Task to carry out → Rewrite the lines from the start through the line containing "MULTIPOLYGON (((97 97, 91", replacing "tail" with "mane" and leaving everything else unchanged.

Input →
■ ■ ■ ■ ■ ■ ■

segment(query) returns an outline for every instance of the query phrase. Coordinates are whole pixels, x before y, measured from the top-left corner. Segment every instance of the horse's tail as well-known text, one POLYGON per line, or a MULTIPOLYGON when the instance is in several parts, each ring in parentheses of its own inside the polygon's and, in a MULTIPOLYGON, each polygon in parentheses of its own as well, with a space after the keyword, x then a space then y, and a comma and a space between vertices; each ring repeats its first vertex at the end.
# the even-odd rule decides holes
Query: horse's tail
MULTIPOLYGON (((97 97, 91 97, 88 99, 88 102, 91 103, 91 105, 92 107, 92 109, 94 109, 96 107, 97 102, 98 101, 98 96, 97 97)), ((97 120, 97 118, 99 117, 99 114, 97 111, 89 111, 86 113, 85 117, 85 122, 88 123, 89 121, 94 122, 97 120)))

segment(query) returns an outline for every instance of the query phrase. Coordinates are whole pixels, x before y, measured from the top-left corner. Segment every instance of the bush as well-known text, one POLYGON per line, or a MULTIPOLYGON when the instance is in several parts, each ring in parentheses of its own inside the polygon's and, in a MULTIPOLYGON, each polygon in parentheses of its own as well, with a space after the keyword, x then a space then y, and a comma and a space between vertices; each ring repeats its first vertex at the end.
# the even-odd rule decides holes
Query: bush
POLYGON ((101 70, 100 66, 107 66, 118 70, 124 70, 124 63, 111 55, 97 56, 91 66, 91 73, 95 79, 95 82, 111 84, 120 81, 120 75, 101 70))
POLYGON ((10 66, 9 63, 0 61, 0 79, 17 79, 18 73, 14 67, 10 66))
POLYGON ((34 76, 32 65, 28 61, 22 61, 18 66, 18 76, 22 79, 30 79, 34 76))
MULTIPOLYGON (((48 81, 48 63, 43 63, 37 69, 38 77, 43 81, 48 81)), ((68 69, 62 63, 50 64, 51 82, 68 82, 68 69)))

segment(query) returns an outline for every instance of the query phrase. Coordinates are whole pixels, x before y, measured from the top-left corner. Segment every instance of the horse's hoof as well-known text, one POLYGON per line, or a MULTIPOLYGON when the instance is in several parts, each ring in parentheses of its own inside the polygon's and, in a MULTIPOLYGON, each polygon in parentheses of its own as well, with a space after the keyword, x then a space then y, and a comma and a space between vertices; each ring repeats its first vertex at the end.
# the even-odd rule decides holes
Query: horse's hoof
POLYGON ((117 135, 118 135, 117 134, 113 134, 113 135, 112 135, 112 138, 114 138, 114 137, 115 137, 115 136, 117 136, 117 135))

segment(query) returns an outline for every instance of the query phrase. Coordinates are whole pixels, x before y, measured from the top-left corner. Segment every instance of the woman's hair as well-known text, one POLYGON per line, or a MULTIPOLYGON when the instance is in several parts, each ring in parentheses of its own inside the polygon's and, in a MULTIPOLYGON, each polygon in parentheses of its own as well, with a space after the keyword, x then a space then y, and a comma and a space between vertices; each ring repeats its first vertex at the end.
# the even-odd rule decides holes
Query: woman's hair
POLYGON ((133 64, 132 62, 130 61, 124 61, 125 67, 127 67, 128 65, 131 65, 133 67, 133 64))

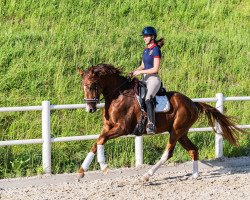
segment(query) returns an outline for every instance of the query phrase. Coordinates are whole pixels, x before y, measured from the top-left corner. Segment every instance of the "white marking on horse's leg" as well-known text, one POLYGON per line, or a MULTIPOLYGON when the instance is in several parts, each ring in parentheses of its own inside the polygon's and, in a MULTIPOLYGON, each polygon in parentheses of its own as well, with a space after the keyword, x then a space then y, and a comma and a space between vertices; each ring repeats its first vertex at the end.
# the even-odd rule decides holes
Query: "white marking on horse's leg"
POLYGON ((160 166, 167 161, 167 159, 168 159, 168 151, 165 151, 161 156, 161 159, 146 174, 143 175, 143 180, 148 181, 149 177, 153 176, 154 173, 160 168, 160 166))
POLYGON ((82 168, 84 169, 85 172, 89 169, 89 165, 93 161, 94 157, 95 157, 95 154, 93 152, 89 152, 87 157, 84 159, 82 163, 82 168))
POLYGON ((106 171, 108 165, 105 163, 104 145, 97 145, 97 161, 100 164, 101 170, 106 171))
POLYGON ((198 160, 193 160, 193 178, 198 178, 199 170, 198 170, 198 160))

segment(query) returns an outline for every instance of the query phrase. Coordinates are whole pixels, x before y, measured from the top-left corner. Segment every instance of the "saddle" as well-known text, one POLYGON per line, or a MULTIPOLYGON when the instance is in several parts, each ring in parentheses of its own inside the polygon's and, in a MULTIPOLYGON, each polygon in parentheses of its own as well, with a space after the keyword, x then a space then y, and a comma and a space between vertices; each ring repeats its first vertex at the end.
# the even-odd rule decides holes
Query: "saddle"
MULTIPOLYGON (((146 104, 145 104, 145 98, 147 94, 147 87, 145 83, 142 81, 139 81, 138 79, 134 78, 134 91, 137 97, 137 101, 141 107, 141 110, 146 112, 146 104)), ((167 91, 163 87, 163 84, 161 83, 161 87, 156 93, 156 96, 153 99, 154 106, 155 106, 155 112, 168 112, 170 110, 170 103, 167 98, 167 91)))

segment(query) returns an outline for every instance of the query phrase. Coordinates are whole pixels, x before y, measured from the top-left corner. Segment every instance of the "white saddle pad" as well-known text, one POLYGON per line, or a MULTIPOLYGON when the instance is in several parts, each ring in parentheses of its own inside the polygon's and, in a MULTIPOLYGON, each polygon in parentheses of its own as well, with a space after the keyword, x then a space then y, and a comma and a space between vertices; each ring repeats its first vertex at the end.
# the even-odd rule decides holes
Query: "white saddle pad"
POLYGON ((167 96, 155 96, 155 98, 155 112, 168 112, 170 110, 170 103, 167 96))

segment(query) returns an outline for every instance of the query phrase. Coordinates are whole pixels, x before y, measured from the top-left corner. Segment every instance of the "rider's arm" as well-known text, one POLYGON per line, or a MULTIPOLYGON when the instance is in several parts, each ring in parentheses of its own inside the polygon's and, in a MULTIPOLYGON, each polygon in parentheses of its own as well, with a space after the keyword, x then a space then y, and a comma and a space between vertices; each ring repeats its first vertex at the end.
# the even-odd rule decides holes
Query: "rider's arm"
POLYGON ((135 71, 143 70, 143 69, 144 69, 144 63, 143 63, 143 61, 141 61, 141 65, 135 71))
POLYGON ((161 58, 154 58, 154 67, 150 69, 142 70, 143 74, 157 74, 160 69, 161 58))
POLYGON ((133 75, 137 76, 139 74, 157 74, 159 72, 159 69, 160 69, 160 61, 161 61, 161 58, 158 58, 158 57, 154 58, 154 67, 153 68, 144 70, 144 64, 143 64, 143 68, 141 68, 141 66, 138 67, 134 71, 133 75))

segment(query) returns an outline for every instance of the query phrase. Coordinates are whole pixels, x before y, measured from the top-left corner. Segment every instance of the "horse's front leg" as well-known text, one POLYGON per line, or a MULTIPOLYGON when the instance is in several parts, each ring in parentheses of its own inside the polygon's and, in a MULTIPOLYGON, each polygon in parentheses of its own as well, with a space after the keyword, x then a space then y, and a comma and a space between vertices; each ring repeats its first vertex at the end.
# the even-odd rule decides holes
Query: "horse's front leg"
POLYGON ((78 178, 84 177, 84 173, 88 170, 96 153, 97 153, 97 162, 99 162, 101 170, 104 173, 108 171, 108 165, 105 162, 104 144, 108 139, 116 138, 124 134, 123 133, 124 131, 122 131, 120 127, 121 127, 120 124, 116 124, 112 129, 109 129, 108 127, 103 128, 103 131, 100 134, 97 142, 93 145, 91 151, 88 153, 87 157, 83 161, 79 169, 78 178))

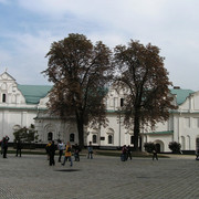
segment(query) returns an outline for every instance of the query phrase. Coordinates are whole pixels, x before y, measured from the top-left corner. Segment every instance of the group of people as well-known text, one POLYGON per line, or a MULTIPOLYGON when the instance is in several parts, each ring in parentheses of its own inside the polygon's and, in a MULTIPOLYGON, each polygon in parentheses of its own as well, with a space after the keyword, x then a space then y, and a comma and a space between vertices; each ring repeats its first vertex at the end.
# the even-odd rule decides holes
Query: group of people
MULTIPOLYGON (((59 150, 59 163, 62 163, 62 156, 63 156, 63 151, 65 150, 65 155, 64 155, 64 160, 62 163, 62 165, 65 165, 65 161, 69 159, 70 161, 70 166, 73 166, 73 159, 72 159, 72 146, 71 143, 67 142, 66 145, 64 145, 62 143, 62 140, 59 140, 57 143, 57 147, 54 144, 54 140, 50 142, 46 146, 45 146, 45 150, 48 154, 48 160, 49 160, 49 165, 50 166, 54 166, 55 165, 55 160, 54 160, 54 155, 55 155, 55 150, 59 150)), ((77 144, 75 144, 75 146, 73 147, 74 149, 74 160, 75 161, 80 161, 80 147, 77 144)))
POLYGON ((3 155, 3 158, 7 158, 7 151, 8 151, 8 142, 9 142, 9 137, 6 136, 2 138, 1 143, 1 155, 3 155))

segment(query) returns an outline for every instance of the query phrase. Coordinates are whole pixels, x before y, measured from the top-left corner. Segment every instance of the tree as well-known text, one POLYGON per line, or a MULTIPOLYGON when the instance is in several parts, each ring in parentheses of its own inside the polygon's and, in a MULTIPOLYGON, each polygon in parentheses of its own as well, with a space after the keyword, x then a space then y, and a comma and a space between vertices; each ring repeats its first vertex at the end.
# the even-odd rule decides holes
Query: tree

■ ■ ■ ■ ■ ■ ■

Result →
segment(query) returns an outline for every instance of the query phrase. Coordinates are whole pixels, x before y, measured from the top-left corner. Segment every instance of the horse's mane as well-known text, one POLYGON per line, or a MULTIPOLYGON when the instance is in several parts, each ring in parentheses of its own inside the polygon's and, in a MULTIPOLYGON, each polygon in parentheses of its own as well, with a space after the keyword, x then a space then y, and a comma and a space between vertices; each ring repeats its first vertex at the end.
# the even-odd rule decides holes
Query: horse's mane
MULTIPOLYGON (((97 97, 91 97, 88 99, 88 102, 91 103, 91 105, 92 107, 92 109, 94 109, 96 107, 97 102, 98 101, 98 96, 97 97)), ((97 120, 97 118, 99 117, 99 114, 97 111, 89 111, 86 113, 85 117, 85 122, 88 123, 89 121, 94 122, 97 120)))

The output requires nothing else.